2004-11-12 05:52:30

by dean gaudet

[permalink] [raw]
Subject: CONFIG_X86_PM_TIMER is slow

when using CONFIG_X86_PM_TIMER i'm finding that gettimeofday() calls take
2.8us on a p-m 1.4GHz box... which is an order of magnitude slower than
TSC-based solutions.

on one workload i'm seeing a 7% perf improvement by booting "acpi=off" to
force it to use tsc instead of the PM timer... (the workload calls
gettimeofday too frequently, but i can't change that).

i'm curious why other folks haven't run into this -- is it because most
systems have HPET timer as well and that's not nearly as bad as PM timer?

-dean


2004-11-12 06:04:23

by Willy Tarreau

[permalink] [raw]
Subject: Re: CONFIG_X86_PM_TIMER is slow

Hi,

On Thu, Nov 11, 2004 at 09:52:27PM -0800, dean gaudet wrote:
> when using CONFIG_X86_PM_TIMER i'm finding that gettimeofday() calls take
> 2.8us on a p-m 1.4GHz box... which is an order of magnitude slower than
> TSC-based solutions.
>
> on one workload i'm seeing a 7% perf improvement by booting "acpi=off" to
> force it to use tsc instead of the PM timer... (the workload calls
> gettimeofday too frequently, but i can't change that).

I did not test, this might be interesting.
In fact, what would be very good would be sort of a new select/poll/epoll
syscalls with an additional argument, which would point to a structure
that the syscall would fill in return with the time of day. This would
greatly reduce the number of calls to gettimeofday() in some programs,
and make use of the time that was used by the syscall itself.

For example, if I could call it like this, it would be really cool :

ret = select_absdate(&in, &out, &excp, &date_timeout, &return_date);

with <date_timeout> the date at which to timeout (instead of the number of
microseconds) and <return_date> the current date upon return.

Cheers,
Willy

2004-11-12 06:17:46

by dean gaudet

[permalink] [raw]
Subject: Re: CONFIG_X86_PM_TIMER is slow

On Fri, 12 Nov 2004, Willy Tarreau wrote:

> On Thu, Nov 11, 2004 at 09:52:27PM -0800, dean gaudet wrote:
> > when using CONFIG_X86_PM_TIMER i'm finding that gettimeofday() calls take
> > 2.8us on a p-m 1.4GHz box... which is an order of magnitude slower than
> > TSC-based solutions.

EXTRACTED INFORMATION:
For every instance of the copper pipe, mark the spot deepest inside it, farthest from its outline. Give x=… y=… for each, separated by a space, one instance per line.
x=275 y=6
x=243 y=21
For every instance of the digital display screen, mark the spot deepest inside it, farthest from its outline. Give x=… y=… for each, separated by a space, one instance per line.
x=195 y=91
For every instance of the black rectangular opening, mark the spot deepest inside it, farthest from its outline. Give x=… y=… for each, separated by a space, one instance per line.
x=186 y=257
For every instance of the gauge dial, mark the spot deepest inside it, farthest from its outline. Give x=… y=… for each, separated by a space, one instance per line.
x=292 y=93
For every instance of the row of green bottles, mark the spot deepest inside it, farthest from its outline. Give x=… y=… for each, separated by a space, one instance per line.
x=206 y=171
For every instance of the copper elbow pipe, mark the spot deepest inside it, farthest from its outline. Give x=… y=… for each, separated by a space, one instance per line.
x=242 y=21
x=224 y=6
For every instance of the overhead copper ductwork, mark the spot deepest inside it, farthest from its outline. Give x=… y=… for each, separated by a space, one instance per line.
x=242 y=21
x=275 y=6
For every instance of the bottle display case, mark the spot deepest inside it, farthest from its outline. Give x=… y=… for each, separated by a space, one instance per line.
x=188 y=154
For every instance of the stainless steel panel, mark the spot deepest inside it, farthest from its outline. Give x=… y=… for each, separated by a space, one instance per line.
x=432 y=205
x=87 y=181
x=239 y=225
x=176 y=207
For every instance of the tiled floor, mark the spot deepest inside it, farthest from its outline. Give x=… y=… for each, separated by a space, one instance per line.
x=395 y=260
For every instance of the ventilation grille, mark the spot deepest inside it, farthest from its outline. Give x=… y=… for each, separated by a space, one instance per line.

* * *

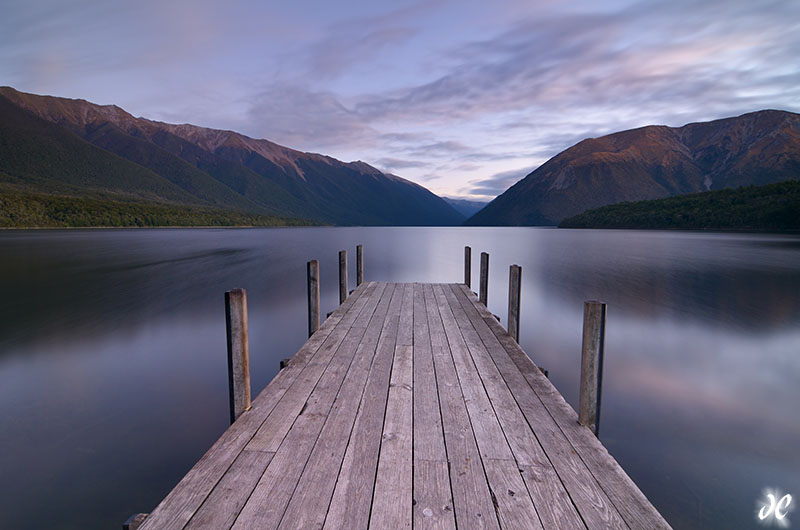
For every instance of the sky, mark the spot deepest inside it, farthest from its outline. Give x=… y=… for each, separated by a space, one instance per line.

==

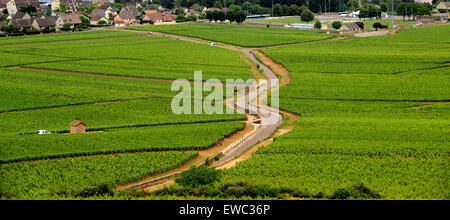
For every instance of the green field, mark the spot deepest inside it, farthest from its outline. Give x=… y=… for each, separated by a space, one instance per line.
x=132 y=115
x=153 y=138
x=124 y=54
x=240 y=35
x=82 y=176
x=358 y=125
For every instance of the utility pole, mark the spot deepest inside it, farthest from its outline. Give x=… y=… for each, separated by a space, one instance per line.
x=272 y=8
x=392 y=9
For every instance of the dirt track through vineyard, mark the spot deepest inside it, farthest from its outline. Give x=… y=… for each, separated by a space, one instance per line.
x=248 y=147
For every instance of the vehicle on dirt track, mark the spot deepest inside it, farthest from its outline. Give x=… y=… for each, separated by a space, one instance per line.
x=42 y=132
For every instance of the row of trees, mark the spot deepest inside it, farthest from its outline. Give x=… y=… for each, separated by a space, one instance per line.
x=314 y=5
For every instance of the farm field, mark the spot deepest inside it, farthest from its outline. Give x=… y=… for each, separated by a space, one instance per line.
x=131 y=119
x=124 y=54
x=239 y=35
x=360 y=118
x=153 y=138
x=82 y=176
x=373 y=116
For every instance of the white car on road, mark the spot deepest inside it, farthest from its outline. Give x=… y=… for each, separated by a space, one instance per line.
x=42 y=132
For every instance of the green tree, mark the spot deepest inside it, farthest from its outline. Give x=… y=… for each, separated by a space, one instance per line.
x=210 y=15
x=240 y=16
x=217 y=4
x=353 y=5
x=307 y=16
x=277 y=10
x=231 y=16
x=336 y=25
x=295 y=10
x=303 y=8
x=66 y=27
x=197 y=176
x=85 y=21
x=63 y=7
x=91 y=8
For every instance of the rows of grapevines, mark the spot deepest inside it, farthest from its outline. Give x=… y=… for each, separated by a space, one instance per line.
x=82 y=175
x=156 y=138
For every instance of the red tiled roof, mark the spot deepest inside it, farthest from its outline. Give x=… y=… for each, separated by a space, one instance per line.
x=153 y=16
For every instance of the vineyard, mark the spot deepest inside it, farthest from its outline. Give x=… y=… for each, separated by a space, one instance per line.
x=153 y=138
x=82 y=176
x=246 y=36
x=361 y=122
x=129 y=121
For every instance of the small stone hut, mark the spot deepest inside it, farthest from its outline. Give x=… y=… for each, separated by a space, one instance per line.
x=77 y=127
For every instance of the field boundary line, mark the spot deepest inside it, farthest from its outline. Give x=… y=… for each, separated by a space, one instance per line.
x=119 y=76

TASK GOAL: In the forum thread about CONFIG_X86_PM_TIMER, what performance improvement on one workload comes from booting with "acpi=off"?

THE RESULT: A 7% performance improvement.